(Obiettivo 1) Il testo sullo studio del NBER riferisce che cosa le persone desiderano secondo il sondaggio. Elenca tutte queste cose.

(Blocco di testo)
- - - - - - -
Cosa vogliono davvero le persone, si domanda uno studio molto interessante pubblicato dal NBER (National Bureau of Economic Research) che promette di offrire un contributo originale a quella che potremmo definire la madre di ogni domanda e che, inevitabilmente, ha a che fare con l’economia, se intendiamo l’economia nel senso che gli antichi davano a questa parola.

Va premesso che la risposta alla domanda che anima la ricerca arriva da un sondaggio svolto attraverso la piattaforma Amazon MTurk, uno dei tanti modi che abbiano trovato per far lavorare quanta più gente possibile pagandola il meno possibile (alcune stime parlano di meno di tre dollari l’ora), e questa è già una notizia che dovrebbe farci riflettere, specie quando leggiamo che una delle cose che le persone desiderano più di ogni altra è la stabilità economica.

Ma neanche la più importante, a dire il vero. Di gran lunga più importante, per chi li ha, è la salute dei figli e poi la propria, e questo ci dice molto più di quello che sembra sulle priorità medie delle persone e sul perché i figli in circolazione siano sempre meno.

Un’importanza così elevata implica un investimento emotivo altrettanto considerevole, ancora prima che economico. E sempre meno hanno intenzione di spendere tempo ed energia per un figlio quando potrebbero più facilmente godersi la vita.
- - - - - - -
(Record da elaborare)
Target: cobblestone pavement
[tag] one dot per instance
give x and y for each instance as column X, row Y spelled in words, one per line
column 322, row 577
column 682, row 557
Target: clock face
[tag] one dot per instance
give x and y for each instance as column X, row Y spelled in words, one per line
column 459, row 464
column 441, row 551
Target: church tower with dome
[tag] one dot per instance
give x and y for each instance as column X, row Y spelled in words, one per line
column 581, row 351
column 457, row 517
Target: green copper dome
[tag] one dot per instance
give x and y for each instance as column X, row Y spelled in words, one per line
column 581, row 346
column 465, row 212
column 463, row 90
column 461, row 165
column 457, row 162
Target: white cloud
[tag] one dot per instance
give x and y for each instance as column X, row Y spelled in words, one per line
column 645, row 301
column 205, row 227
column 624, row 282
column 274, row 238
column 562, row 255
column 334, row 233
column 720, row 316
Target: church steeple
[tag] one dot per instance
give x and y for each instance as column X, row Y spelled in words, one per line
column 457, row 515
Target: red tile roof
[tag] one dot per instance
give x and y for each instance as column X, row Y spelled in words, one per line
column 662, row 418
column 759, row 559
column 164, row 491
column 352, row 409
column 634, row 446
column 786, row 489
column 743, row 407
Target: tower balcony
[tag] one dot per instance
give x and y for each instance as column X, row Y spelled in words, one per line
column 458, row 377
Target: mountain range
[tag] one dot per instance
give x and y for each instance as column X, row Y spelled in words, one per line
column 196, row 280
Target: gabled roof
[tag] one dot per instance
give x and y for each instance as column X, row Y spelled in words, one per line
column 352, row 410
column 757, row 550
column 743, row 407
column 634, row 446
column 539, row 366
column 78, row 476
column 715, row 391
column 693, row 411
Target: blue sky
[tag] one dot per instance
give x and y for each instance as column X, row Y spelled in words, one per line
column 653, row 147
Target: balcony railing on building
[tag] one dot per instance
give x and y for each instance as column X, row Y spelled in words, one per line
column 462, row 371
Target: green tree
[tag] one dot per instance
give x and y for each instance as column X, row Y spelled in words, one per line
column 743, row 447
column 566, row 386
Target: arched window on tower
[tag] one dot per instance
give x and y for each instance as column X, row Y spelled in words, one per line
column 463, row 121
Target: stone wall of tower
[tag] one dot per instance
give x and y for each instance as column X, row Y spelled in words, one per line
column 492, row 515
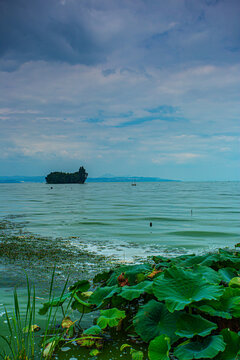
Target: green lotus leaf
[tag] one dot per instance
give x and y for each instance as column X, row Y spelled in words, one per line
column 180, row 288
column 159, row 348
column 102, row 277
column 226, row 307
column 232, row 350
column 207, row 348
column 227, row 274
column 102, row 294
column 134, row 292
column 110, row 317
column 154, row 319
column 136, row 354
column 229, row 259
column 134, row 273
column 93, row 330
column 94, row 352
column 58, row 301
column 192, row 259
column 207, row 273
column 235, row 282
column 81, row 285
column 190, row 325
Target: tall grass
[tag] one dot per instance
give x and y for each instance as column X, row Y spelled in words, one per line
column 23, row 343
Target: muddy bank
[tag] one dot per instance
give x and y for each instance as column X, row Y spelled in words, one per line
column 21, row 251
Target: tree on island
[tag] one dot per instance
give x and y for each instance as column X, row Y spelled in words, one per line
column 78, row 177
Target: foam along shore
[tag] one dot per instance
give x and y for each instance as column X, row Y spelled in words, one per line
column 183, row 308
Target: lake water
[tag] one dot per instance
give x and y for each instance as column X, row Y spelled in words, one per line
column 114, row 218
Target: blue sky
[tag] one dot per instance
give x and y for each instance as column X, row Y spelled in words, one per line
column 128, row 87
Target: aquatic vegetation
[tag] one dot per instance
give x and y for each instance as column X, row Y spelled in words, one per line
column 181, row 308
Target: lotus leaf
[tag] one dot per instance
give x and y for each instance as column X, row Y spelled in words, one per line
column 159, row 348
column 93, row 330
column 191, row 260
column 134, row 273
column 207, row 348
column 67, row 323
column 110, row 317
column 136, row 355
column 81, row 285
column 226, row 307
column 90, row 341
column 101, row 294
column 180, row 288
column 102, row 277
column 227, row 274
column 83, row 309
column 190, row 325
column 154, row 319
column 133, row 292
column 235, row 282
column 232, row 350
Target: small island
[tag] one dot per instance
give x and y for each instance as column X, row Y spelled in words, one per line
column 78, row 177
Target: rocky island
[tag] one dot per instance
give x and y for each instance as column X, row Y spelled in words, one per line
column 78, row 177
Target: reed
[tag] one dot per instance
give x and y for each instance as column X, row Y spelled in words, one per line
column 22, row 340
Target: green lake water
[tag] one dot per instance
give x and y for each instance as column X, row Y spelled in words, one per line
column 96, row 225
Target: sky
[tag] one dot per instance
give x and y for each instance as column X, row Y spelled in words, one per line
column 122, row 87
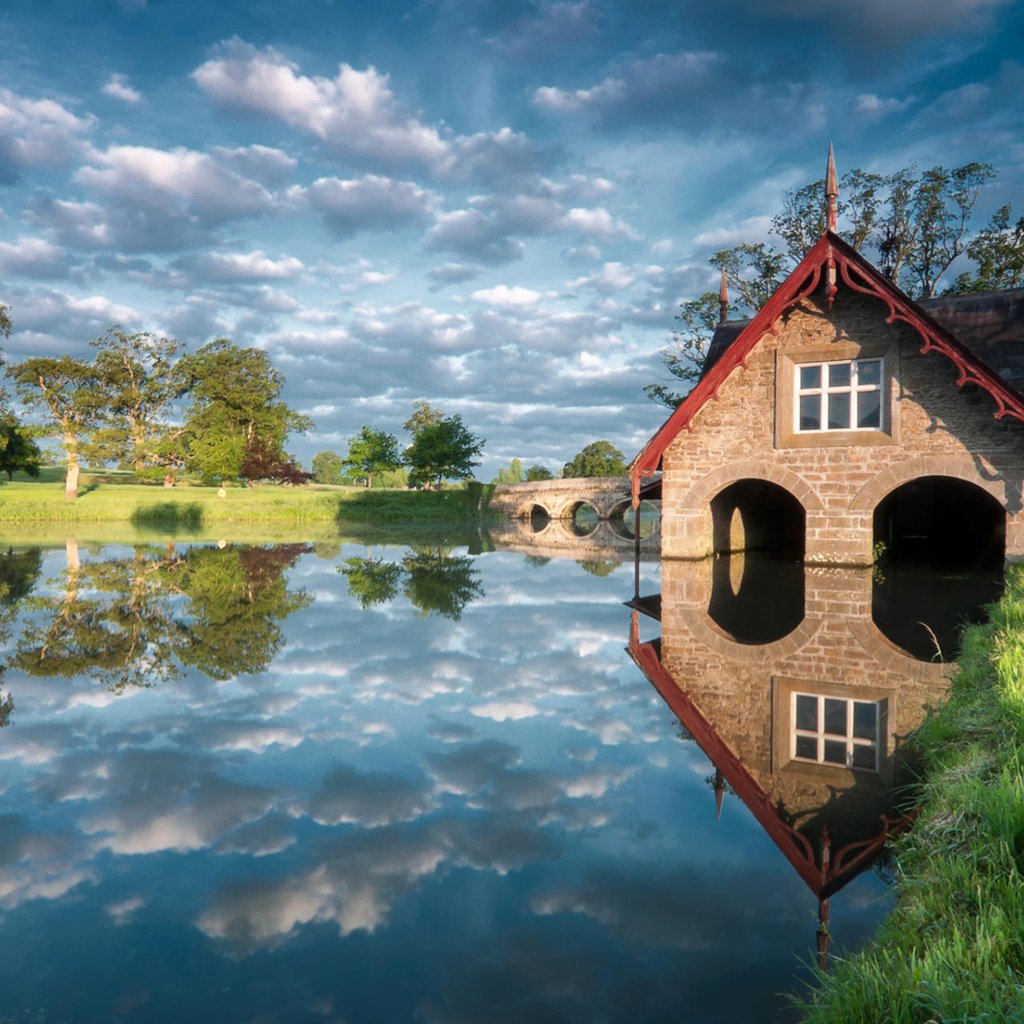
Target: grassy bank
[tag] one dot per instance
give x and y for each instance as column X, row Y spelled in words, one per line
column 195, row 509
column 953, row 947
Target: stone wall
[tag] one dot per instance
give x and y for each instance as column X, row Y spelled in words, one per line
column 931, row 429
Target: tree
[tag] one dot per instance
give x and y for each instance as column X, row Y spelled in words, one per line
column 236, row 406
column 424, row 415
column 327, row 467
column 598, row 459
column 18, row 453
column 442, row 451
column 69, row 391
column 998, row 251
column 511, row 473
column 139, row 379
column 372, row 452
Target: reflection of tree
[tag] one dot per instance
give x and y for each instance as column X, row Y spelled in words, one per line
column 238, row 597
column 372, row 581
column 434, row 581
column 439, row 582
column 134, row 622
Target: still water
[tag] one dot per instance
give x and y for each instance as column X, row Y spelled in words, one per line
column 388, row 783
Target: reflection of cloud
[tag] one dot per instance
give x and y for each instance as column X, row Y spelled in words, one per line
column 366, row 799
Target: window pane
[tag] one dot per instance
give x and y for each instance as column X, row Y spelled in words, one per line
column 836, row 717
column 863, row 757
column 839, row 374
column 865, row 718
column 868, row 409
column 810, row 412
column 869, row 372
column 835, row 753
column 807, row 747
column 839, row 412
column 807, row 713
column 810, row 377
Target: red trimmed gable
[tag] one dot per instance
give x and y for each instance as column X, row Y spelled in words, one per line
column 836, row 262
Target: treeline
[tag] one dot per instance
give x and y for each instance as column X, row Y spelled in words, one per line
column 143, row 403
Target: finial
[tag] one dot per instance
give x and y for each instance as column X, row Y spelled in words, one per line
column 832, row 192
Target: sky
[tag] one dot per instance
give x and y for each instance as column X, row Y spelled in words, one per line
column 491, row 205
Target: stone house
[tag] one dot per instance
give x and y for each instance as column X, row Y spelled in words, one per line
column 845, row 416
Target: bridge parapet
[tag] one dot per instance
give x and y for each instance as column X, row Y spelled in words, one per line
column 609, row 496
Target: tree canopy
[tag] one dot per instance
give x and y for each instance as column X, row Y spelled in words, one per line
column 597, row 459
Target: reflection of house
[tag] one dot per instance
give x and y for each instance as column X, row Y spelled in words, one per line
column 838, row 425
column 807, row 727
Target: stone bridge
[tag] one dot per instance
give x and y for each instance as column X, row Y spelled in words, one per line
column 545, row 511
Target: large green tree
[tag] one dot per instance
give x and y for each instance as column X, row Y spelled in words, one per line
column 442, row 451
column 68, row 391
column 598, row 459
column 372, row 452
column 915, row 224
column 236, row 408
column 139, row 379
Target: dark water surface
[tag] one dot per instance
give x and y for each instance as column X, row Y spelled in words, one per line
column 391, row 783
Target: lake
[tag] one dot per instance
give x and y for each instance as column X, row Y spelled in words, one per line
column 371, row 782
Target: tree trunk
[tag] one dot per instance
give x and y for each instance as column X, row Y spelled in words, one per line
column 71, row 479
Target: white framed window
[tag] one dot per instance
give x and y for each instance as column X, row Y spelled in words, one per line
column 839, row 395
column 836, row 731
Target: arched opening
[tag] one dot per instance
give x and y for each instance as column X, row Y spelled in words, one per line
column 941, row 543
column 941, row 521
column 758, row 515
column 623, row 519
column 756, row 598
column 584, row 518
column 539, row 518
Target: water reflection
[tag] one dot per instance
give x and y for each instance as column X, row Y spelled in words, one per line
column 783, row 677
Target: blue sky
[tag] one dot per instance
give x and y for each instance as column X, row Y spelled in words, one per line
column 494, row 206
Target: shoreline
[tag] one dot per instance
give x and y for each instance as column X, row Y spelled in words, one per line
column 953, row 946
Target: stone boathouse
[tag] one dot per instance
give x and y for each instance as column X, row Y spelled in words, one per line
column 843, row 417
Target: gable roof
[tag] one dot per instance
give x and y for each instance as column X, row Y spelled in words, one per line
column 829, row 260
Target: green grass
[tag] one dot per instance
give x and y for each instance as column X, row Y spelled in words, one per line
column 953, row 948
column 192, row 509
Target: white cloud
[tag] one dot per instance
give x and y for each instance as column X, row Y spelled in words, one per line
column 118, row 88
column 503, row 295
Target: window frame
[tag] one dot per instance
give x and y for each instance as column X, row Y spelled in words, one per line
column 825, row 390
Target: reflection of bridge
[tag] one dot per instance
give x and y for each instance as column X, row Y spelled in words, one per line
column 608, row 496
column 544, row 514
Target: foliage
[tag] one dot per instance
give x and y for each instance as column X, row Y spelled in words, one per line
column 424, row 415
column 236, row 407
column 597, row 459
column 18, row 453
column 951, row 949
column 372, row 452
column 998, row 252
column 139, row 379
column 327, row 467
column 511, row 473
column 442, row 451
column 68, row 391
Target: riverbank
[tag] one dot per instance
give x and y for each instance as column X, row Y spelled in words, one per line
column 953, row 947
column 193, row 509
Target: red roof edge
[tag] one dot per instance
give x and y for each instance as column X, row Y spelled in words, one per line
column 828, row 255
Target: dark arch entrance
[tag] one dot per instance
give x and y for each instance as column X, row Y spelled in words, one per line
column 758, row 515
column 941, row 521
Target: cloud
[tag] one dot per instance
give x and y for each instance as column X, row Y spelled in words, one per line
column 370, row 203
column 36, row 133
column 118, row 88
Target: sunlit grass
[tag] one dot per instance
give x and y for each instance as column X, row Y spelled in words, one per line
column 953, row 947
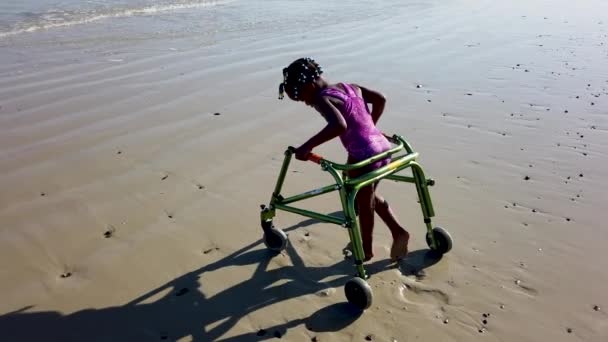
- - - - - - -
(Obiettivo 2) Trascrivi dai record, senza modifiche, la parte che si apre con la riga contenente "Target: red roof edge" e si chiude con la riga contenente "column 828, row 255", entrambe comprese.

(Risposta scritta 1)
- la stabilità economica
- la salute dei figli, per chi li ha
- la propria salute

(Risposta scritta 2)
Target: red roof edge
[tag] one dot per instance
give x and y for each instance as column X, row Y spelled in words, one per line
column 828, row 255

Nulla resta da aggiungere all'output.